[Dataset rows]
+---+
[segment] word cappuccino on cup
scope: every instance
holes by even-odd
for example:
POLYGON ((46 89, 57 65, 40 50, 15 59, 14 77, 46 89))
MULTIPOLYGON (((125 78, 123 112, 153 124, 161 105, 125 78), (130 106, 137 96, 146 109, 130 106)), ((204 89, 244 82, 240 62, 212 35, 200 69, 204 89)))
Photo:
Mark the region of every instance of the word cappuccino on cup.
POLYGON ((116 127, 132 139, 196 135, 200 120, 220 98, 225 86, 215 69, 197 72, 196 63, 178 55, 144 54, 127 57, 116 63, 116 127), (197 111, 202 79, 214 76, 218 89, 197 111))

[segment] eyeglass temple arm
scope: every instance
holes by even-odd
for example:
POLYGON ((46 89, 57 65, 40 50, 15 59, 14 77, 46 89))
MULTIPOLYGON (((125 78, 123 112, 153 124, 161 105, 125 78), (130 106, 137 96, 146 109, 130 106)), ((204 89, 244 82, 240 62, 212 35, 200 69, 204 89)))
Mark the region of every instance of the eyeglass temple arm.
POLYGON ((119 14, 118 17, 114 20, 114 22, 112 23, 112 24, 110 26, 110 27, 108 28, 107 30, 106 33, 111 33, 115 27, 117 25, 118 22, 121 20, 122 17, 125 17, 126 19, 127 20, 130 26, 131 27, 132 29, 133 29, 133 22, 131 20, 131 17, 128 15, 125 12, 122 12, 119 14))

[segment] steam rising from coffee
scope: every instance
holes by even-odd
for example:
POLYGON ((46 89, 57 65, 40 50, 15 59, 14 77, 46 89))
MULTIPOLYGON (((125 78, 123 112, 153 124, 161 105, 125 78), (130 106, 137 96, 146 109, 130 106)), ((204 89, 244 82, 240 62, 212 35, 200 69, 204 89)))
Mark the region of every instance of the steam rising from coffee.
+---+
Reproduce the lines above verbatim, from the first through the last.

__RESPONSE TO THIS EXERCISE__
[segment] word cappuccino on cup
scope: every instance
holes by even-odd
for example:
POLYGON ((46 89, 57 65, 40 50, 15 59, 14 77, 46 89))
MULTIPOLYGON (((125 78, 123 112, 153 124, 161 105, 125 78), (130 106, 137 96, 146 109, 130 106)), ((204 89, 244 82, 240 62, 212 35, 200 69, 204 89)))
Photo:
Mark the region of every instance of the word cappuccino on cup.
POLYGON ((116 127, 132 139, 196 135, 200 120, 220 98, 225 86, 215 69, 197 72, 196 63, 178 55, 144 54, 127 57, 116 63, 116 127), (197 111, 202 79, 214 76, 218 89, 197 111))

[segment] eyeglass temple arm
scope: every instance
holes by even-odd
for example:
POLYGON ((46 89, 57 65, 40 50, 15 59, 14 77, 46 89))
MULTIPOLYGON (((125 78, 123 112, 153 124, 161 105, 125 78), (130 106, 137 96, 146 109, 130 106)), ((204 89, 244 82, 240 62, 212 35, 200 69, 204 89)))
Mark the region of every instance of the eyeglass temple arm.
POLYGON ((119 14, 118 17, 114 20, 114 22, 112 23, 112 24, 110 26, 110 27, 108 28, 107 30, 106 33, 111 33, 115 27, 117 25, 118 22, 121 20, 122 17, 125 17, 126 19, 127 20, 130 26, 131 27, 132 29, 133 29, 133 22, 131 20, 131 17, 128 15, 125 12, 122 12, 119 14))

[segment] steam rising from coffee
scope: every instance
holes by even-odd
for example:
POLYGON ((46 89, 57 65, 40 50, 15 59, 14 77, 46 89))
MULTIPOLYGON (((125 78, 123 112, 153 124, 161 105, 125 78), (130 106, 137 96, 146 109, 130 106)), ((204 89, 244 82, 240 62, 212 35, 200 69, 204 89)))
Mark the region of every instance of the steam rising from coffee.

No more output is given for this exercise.